SOURCE DOCUMENT below:

🤖 AI Summary
Quantum Approximate Optimization Algorithm (QAOA) performance degrades significantly on noisy intermediate-scale quantum (NISQ) hardware due to gate errors, decoherence, and measurement noise, yet systematic empirical benchmarks quantifying this degradation—and strategies to mitigate it—are lacking.
Method: We conduct a comprehensive evaluation of QAOA across ideal simulators and real IBM Quantum System One hardware, comparing multiple QAOA variants, classical optimizers (e.g., gradient-based methods), and error-mitigation techniques—including measurement error mitigation and repeated sampling—within a unified hybrid classical-quantum framework on MaxCut benchmark instances.
Contribution/Results: We demonstrate that specific parameterized circuit structures combined with lightweight error suppression substantially improve solution quality on physical devices; however, circuit depth remains a critical bottleneck, with deeper QAOA layers exhibiting sharp performance decay under hardware noise. This work establishes the first empirical performance baseline for QAOA on deployed NISQ systems and provides methodological guidance for practical QAOA implementation in the near term.
📝 Abstract
Running quantum circuits on quantum computers does not always generate "clean" results, unlike on a simulator, as noise plays a significant role in any quantum device. To explore this, we experimented with the Quantum Approximate Optimization Algorithm (QAOA) on quantum simulators and real quantum hardware. QAOA is a hybrid classical-quantum algorithm and requires hundreds or thousands of independent executions of the quantum circuit for optimization, which typically goes beyond the publicly available resources for quantum computing. We were granted access to the IBM Quantum System One at the Cleveland Clinic, the first on-premises IBM system in the U.S. This paper explores different optimization methods, techniques, error mitigation methods, and QAOA variants to observe how they react to quantum noise differently, which is helpful for other researchers to understand the complexities of running QAOA on real quantum hardware and the challenges faced in dealing with noise.

End of SOURCE DOCUMENT.
STORED DATA below:

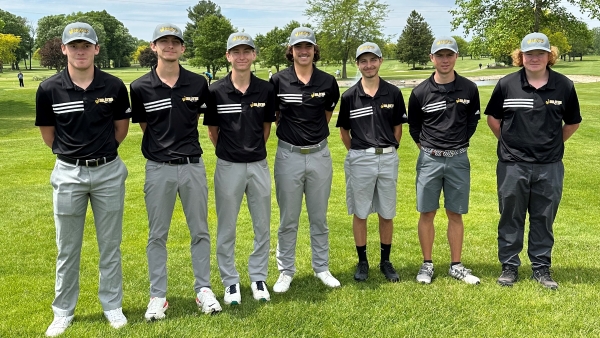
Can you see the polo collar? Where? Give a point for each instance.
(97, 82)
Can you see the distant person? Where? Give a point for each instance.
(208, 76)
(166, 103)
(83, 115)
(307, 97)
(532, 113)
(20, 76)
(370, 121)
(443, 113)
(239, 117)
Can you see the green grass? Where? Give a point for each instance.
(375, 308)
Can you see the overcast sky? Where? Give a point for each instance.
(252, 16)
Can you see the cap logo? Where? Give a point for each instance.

End of STORED DATA.
STORED DATA below:

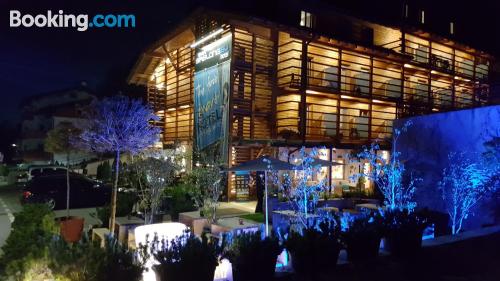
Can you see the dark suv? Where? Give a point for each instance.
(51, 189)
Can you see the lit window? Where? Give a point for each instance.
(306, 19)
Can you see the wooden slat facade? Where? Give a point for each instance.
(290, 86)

End of STORED DATA.

◆ EXERCISE INSTRUCTIONS
Reproduce the passage of the QAOA summary that begins at the words "Contribution/Results: We demonstrate" and stops after "the near term.". The items above are separate material from the QAOA summary.

◆ EXERCISE RESPONSE
Contribution/Results: We demonstrate that specific parameterized circuit structures combined with lightweight error suppression substantially improve solution quality on physical devices; however, circuit depth remains a critical bottleneck, with deeper QAOA layers exhibiting sharp performance decay under hardware noise. This work establishes the first empirical performance baseline for QAOA on deployed NISQ systems and provides methodological guidance for practical QAOA implementation in the near term.